━━━ Passage
FINN THYBO ANDERSEN:

About the anti imperialistic solidarity group " Clothes for Africa Løgstør".
The association Clothes for Africa Løgstør (TTAL) was a practical, working anti imperialistic solidarity group that worked in the Vesthimmerland and Aalborg areas from 1975 to 1987.


Eritrea 1985. The artists at EPLA´s Cultural Department.

It seems strange using these words twenty-four years later. Looking back, I think the activity was great but the underlying thinking kind of square. "How to improve the world" is the name of an essay by the experimental composer John Cage, and that was in all modesty what it was about: " How do we improve the world we live in?"
That we thought for a period, that with Marxism we had a tool to understand and improve the world is one thing, another thing is that in our own way and through discussions removed ourselves from it. What remains is what we actually did.
━━━━━━
━━━ Data under study
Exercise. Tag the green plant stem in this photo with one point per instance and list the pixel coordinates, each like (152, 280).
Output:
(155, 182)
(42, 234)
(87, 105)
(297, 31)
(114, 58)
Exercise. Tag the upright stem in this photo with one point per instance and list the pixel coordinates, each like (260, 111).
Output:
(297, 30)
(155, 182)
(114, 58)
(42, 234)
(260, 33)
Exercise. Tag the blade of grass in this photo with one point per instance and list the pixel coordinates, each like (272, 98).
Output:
━━━━━━
━━━ Data under study
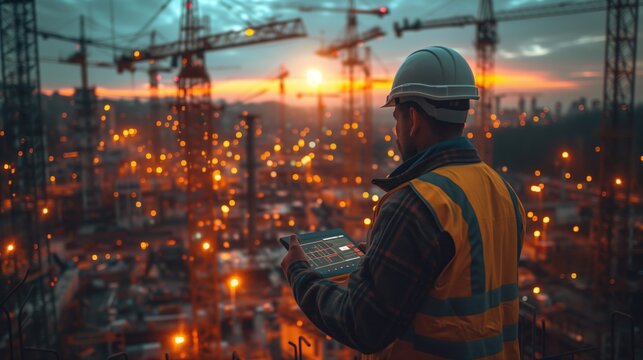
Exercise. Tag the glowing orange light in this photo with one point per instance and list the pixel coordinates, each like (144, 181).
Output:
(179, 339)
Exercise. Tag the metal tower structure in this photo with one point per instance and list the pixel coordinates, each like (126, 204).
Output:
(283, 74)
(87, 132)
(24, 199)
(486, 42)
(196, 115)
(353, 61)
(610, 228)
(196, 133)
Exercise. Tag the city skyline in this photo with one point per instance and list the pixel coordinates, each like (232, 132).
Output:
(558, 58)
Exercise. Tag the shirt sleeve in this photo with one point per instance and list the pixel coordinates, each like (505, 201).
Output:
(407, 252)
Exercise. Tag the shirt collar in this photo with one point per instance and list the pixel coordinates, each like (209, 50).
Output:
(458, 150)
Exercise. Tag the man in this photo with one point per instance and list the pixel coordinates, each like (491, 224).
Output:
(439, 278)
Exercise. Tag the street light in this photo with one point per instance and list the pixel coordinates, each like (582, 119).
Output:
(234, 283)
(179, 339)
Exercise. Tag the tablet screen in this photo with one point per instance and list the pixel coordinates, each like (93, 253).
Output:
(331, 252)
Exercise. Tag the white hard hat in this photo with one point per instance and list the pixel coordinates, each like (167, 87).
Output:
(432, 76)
━━━━━━
→ **Your objective**
According to the text about Clothes for Africa Løgstør, in which areas and during which years did the group work? The records are separate material and have no connection to the text about Clothes for Africa Løgstør.

→ **Exercise response**
In the Vesthimmerland and Aalborg areas, from 1975 to 1987.